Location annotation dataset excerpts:
▼
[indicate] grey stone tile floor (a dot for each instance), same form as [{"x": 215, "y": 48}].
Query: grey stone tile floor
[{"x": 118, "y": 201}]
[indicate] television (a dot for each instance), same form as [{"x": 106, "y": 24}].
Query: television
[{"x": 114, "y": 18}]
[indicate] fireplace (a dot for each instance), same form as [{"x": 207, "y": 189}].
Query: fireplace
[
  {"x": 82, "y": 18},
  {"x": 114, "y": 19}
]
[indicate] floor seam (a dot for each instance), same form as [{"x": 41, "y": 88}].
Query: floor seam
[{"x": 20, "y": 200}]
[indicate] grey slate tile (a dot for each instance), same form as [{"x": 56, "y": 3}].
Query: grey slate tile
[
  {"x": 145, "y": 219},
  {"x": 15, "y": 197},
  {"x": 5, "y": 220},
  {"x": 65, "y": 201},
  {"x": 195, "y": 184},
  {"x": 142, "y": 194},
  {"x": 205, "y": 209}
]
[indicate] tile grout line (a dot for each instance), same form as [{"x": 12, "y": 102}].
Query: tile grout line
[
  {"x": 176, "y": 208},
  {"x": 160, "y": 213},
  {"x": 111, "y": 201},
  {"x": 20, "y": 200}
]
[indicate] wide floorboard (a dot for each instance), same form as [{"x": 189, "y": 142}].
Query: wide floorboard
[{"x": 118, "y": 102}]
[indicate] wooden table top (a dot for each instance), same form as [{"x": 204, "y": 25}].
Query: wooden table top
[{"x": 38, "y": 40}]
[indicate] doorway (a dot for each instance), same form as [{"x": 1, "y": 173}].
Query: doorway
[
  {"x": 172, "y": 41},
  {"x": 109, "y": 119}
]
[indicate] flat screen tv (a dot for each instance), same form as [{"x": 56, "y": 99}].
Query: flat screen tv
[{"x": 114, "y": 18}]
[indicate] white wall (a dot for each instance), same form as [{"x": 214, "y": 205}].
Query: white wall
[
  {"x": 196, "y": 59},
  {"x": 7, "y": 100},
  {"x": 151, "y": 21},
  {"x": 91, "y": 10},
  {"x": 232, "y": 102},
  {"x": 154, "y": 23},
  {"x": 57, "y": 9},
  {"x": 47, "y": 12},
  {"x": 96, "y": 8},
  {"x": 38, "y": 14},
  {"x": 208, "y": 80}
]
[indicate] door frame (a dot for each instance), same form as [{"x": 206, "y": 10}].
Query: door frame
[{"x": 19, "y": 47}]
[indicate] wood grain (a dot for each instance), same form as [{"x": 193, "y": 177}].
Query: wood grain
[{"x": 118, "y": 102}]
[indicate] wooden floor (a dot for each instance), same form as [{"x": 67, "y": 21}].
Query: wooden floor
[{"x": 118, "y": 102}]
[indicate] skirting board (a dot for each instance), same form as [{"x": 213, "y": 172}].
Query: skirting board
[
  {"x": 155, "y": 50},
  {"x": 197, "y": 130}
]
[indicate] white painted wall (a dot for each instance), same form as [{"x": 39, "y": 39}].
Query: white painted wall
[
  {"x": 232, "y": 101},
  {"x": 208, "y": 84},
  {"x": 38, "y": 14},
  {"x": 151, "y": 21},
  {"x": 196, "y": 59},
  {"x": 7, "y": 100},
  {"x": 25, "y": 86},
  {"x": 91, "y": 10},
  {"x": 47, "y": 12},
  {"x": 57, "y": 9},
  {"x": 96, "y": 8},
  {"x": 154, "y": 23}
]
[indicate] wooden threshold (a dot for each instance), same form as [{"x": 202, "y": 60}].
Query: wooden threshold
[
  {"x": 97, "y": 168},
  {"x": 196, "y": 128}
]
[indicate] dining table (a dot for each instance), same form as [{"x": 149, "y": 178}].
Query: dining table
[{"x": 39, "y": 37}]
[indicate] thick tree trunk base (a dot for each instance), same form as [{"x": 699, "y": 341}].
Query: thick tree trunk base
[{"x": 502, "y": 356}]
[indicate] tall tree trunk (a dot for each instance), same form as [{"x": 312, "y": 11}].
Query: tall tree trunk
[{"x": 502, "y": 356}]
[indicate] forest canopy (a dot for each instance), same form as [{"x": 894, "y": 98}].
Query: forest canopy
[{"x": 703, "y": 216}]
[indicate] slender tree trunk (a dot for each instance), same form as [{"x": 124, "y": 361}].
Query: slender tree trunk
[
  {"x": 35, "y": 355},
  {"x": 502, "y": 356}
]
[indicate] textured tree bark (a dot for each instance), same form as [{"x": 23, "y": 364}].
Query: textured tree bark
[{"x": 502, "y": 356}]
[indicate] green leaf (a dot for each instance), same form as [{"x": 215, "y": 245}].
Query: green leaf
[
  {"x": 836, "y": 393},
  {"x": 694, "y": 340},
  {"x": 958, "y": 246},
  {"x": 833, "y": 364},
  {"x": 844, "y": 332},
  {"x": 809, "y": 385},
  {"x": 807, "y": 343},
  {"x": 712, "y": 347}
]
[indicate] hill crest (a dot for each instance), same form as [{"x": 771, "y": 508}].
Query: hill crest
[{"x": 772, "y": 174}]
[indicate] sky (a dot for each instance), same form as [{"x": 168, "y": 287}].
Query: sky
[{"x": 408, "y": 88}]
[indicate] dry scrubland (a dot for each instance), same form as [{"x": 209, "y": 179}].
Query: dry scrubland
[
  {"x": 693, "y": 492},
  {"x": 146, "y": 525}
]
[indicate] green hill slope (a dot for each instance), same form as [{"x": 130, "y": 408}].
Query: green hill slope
▲
## TASK OBJECTIVE
Print only the lines from the one with "[indicate] dining table" to the end of the records, both included.

## RESPONSE TO THE TASK
[indicate] dining table (a dot for each instance), same form as [{"x": 149, "y": 178}].
Query: dining table
[{"x": 39, "y": 37}]
[indicate] thick tree trunk base (a dot for each instance), same form as [{"x": 699, "y": 341}].
Query: thick tree trunk base
[{"x": 502, "y": 356}]
[indicate] tall tree trunk (a dot for each instance), same form as [{"x": 312, "y": 11}].
Query: tall tree trunk
[{"x": 502, "y": 356}]
[indicate] forest canopy (a dot for each instance), same form as [{"x": 894, "y": 98}].
Query: forest canopy
[{"x": 703, "y": 216}]
[indicate] slender tree trunk (a dot for each instance), same form as [{"x": 124, "y": 361}].
Query: slender tree trunk
[
  {"x": 35, "y": 355},
  {"x": 502, "y": 356}
]
[indicate] textured tree bark (a dot for each instance), same form as [{"x": 23, "y": 364}].
Query: textured tree bark
[{"x": 502, "y": 356}]
[indicate] green leaf (a dot for each instance), same form as [{"x": 215, "y": 245}].
Query: green leaf
[
  {"x": 836, "y": 393},
  {"x": 694, "y": 340},
  {"x": 958, "y": 246},
  {"x": 833, "y": 364},
  {"x": 844, "y": 332},
  {"x": 809, "y": 385},
  {"x": 807, "y": 343},
  {"x": 712, "y": 347}
]
[indicate] hill crest (a dot for each instance), same form as [{"x": 771, "y": 508}].
Query: hill crest
[{"x": 772, "y": 174}]
[indicate] sky (a dot for each instance), same form as [{"x": 168, "y": 287}].
Query: sky
[{"x": 408, "y": 88}]
[indicate] dry scrubland (a dot for each instance), same form as [{"x": 209, "y": 179}].
Query: dry scrubland
[
  {"x": 693, "y": 492},
  {"x": 146, "y": 525}
]
[indicate] green hill slope (a dot for each instance), same form as [{"x": 130, "y": 408}].
Query: green hill slope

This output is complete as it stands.